### FRAGMENTO CITADO

Y aunque no sea seguro que lleguen a su destino, cualquier destino en el que no
estén amenazados por las pandillas, por la corrupción del gobierno, por la
voraz desigualdad social y la miserable paga: es mejor.
El Salvador es
un caos, en el que la gente se acostumbró a vivir. Nos adaptamos a ser
maltratados, ninguneados e ignorados entre nosotros mismos, por nuestro
miserable egoísmo, por los políticos que llegan al poder a resolver sus vidas,
las de sus familias, amantes y amigos. Mientras la gente en la llanura se
conforma con alimentarse de las deposiciones de los que tienen mejor “suerte”.
Pero los gobiernos en turno le arrojarán la culpa a la administración anterior
y así sucesivamente, sin asumir que son parte del problema, porque no buscan
soluciones reales, porque solo les importa tener su salario y exprimir lo que
puedan mientras puedan. ¡Que los demás se mueran de hambre y emigren! A los
políticos solo les importa ganar elecciones; y a los empresarios aumentar sus
ingresos.
Y en un lugar
donde prima la frase “sálvese quien pueda”, lo mejor parece ser huir de ahí.

######

* _QUÉ HACER_
Traduce al inglés la siguiente oración del fragmento sobre El Salvador: «A los políticos solo les importa ganar elecciones; y a los empresarios aumentar sus ingresos.» Los datos que siguen son material independiente del fragmento sobre El Salvador.

### DATOS PROPORCIONADOS

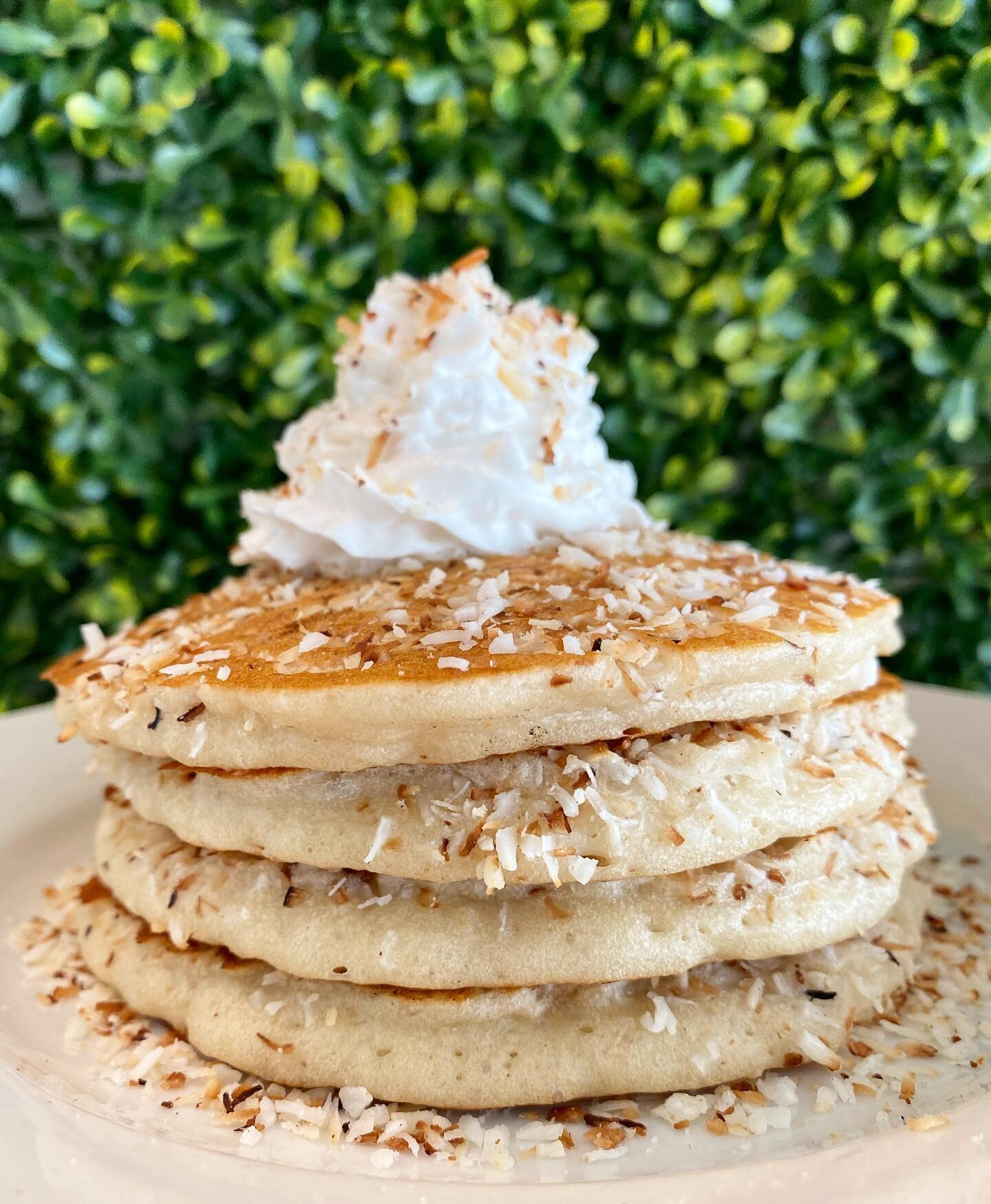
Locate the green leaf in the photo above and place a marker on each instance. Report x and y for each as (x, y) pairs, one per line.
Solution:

######

* _RESPUESTA_
Politicians care only about winning elections, and business owners only about increasing their income.